◆ Exercise details ◆
Please rewrite the part of the interview on athlete activism that begins at "Southpaw: About Michael" and ends after "their own brands?", swapping "sneakers" for "shoes".

◆ Exercise passage ◆
^^^^^^^^
Lipsyte: This is really different. I mean, is it kind of comparable to the second or third wave of feminism in the women’s movement. In my time, it was very narrow and was very specific: a black quarterback at the University of Washington got into a fight with his coach because he didn't want to shave [his beard]. That was the level of activism, and that's where it began. They didn't want black ballplayers to be dating white women on campus. It was by no means as specific and sophisticated as it was now. And what didn't evolve then was pretty much crushed. Tommie Smith and John Carlos [two Americans who raised their fists in protest on the podium at the 1968 Olympics]—they never got a job. Muhammad Ali certainly never got any kind of Michael Jordan money in his time, and he was driven out of the sport for three-and-a-half years. I think what athletes realized was [that] what they had better do is put all that activist energy into making money—that was Michael Jordan. Michael Jordan was the person who evolved out of the activism of the Sixties and Seventies, except it was perverted towards making money rather than any kind of idealistic alteration. I don't think that it really came about again until Kaepernick. He was really the figure—he’s the focal person. And look what happened to him. I guess he made some money from some settlements, but I certainly think his career was crushed the same way that Ali's and Smith’s and Carlos’s were.
Southpaw: About Michael Jordan, there’s his famous quote, “Republicans buy sneakers, too.” Do you think that athletes still have that mentality, or have we seen a post-Kaepernick shift in the way that athletes think about their own brands?
Lipsyte: I don't think that the basic selfishness has changed. Right now, it's really incredibly trendy. [In the Sixties,] not everybody was in a jock dorm. They lived in dormitories, and they walked through the campus, and they saw the protests and the signs. And some of the girls holding those signs were really good looking. And so some of them were pulled into the demonstrations, but very quickly they found out that [faced with] the other side—the coaches, the administration—there was no way they could be allowed to do that. So they kind of drifted back.
^^^^^^^^
◆ Information shown ◆
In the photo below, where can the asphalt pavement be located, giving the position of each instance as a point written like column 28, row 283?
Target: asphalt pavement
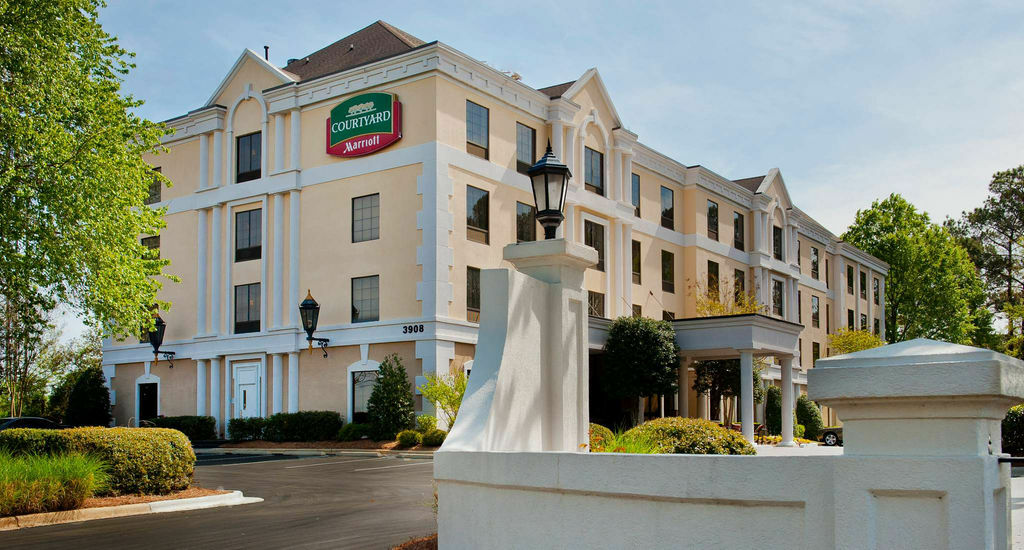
column 323, row 502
^^^^^^^^
◆ Output below ◆
Southpaw: About Michael Jordan, there’s his famous quote, “Republicans buy shoes, too.” Do you think that athletes still have that mentality, or have we seen a post-Kaepernick shift in the way that athletes think about their own brands?